En el último siglo, la humanidad vivió un proceso de urbanización acelerado sin precedentes. Como resultado del mismo, actualmente la mayor parte de la población del planeta habita en entornos urbanos. Si bien esto conlleva múltiples comodidades y economías de escala, también implica desventajas. Entre las desventajas de la vida urbana está el trastorno de déficit de naturaleza. Este concepto describe los efectos perjudiciales para el desarrollo psicoafectivo de niñas y niños por un insuficiente contacto con la naturaleza, y fue acuñado por Richard Louv en su libro Last child in the woods (“El último niño en el bosque”) de 2005. En él, Louv documentó la dramática reducción en el tiempo que los niños norteamericanos pasan jugando en la naturaleza, ocurrida en muy pocas generaciones, entre los años sesenta y los inicios del actual milenio, y cómo aquello incide negativamente en sus capacidades para la vida. Sin duda, en Chile hemos experimentado el mismo proceso.

Columna de opinión
18.03.2022
Por Adrián Fernández
Coordinador de Conservación y Desarrollo
Fundación Legado Chile

Si bien a muchas personas nos resulta intuitivo el que el contacto con la naturaleza es esencial para un desarrollo integral, cabe ahondar un poco en los fundamentos de esta concepción.  Nuestra especie existe como tal hace unos 300.000 años, y las primeras ciudades aparecieron recién hace unos 9.200 años. Es decir, casi toda nuestra trayectoria de adaptación evolutiva ha sido para desenvolvernos en tierras salvajes. Llevamos menos del 3% de nuestro tiempo como especie adaptándonos a la vida urbana.

A partir de esta constatación, es fácil entender la necesidad que tenemos aún hoy las y los habitantes urbanos de conectarnos con otras formas de vida, como un reflejo de dicho trasfondo evolutivo. Biofilia es un término popularizado por el científico Edward O. Wilson (1984) para describir esta atracción por, y necesidad de naturaleza que sentimos como especie.

§ **Tareas propuestas**:
1. Transcribe del texto sobre el déficit de naturaleza el fragmento comprendido entre "A partir de" y "sentimos como especie.", ambos incluidos.
2. Prolonga el texto sobre el déficit de naturaleza a partir de su última oración.

§ **Datos analizados**:
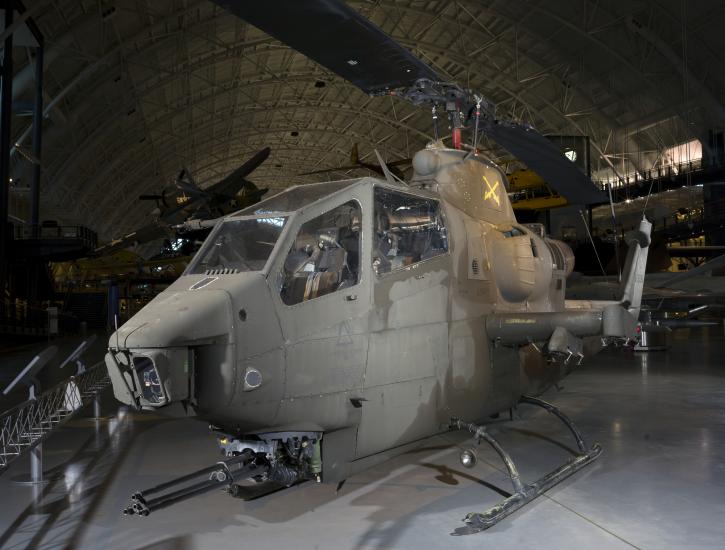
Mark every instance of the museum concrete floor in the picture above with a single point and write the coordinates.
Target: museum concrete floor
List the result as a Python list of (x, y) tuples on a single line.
[(660, 482)]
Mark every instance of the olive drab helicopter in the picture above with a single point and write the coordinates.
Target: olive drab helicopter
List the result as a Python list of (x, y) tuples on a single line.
[(334, 324)]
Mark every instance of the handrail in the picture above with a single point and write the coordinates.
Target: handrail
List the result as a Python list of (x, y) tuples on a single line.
[(26, 425)]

§ **Respuestas dadas**:
1.
A partir de esta constatación, es fácil entender la necesidad que tenemos aún hoy las y los habitantes urbanos de conectarnos con otras formas de vida, como un reflejo de dicho trasfondo evolutivo. Biofilia es un término popularizado por el científico Edward O. Wilson (1984) para describir esta atracción por, y necesidad de naturaleza que sentimos como especie.

2.
En el actual contexto de urbanización planetaria, los espacios de naturaleza dentro de las áreas urbanas son fundamentales para suplir esta necesidad de la población. Aún más, son necesarios para que las niñas y niños puedan desarrollar el juego libre, la exploración y la capacidad de asombro. Estas son experiencias humanas fundamentales que no pueden quedar reservadas a las niñas y niños que tienen el privilegio de vivir en parcelas. En la medida que las áreas urbanas (sean densas en forma de villas, o difusas en forma de parcelaciones) se sigan expandiendo, debemos ir incorporando más espacios públicos de naturaleza al tejido urbano. Ello, sin duda requerirá matizar la absoluta preeminencia de la propiedad privada sobre el bien común, que ha regido en Chile hasta ahora. De lo contrario, estaremos replicando la distopía de la gran capital en el verde sur. ¿Seremos capaces de materializar una trayectoria distinta?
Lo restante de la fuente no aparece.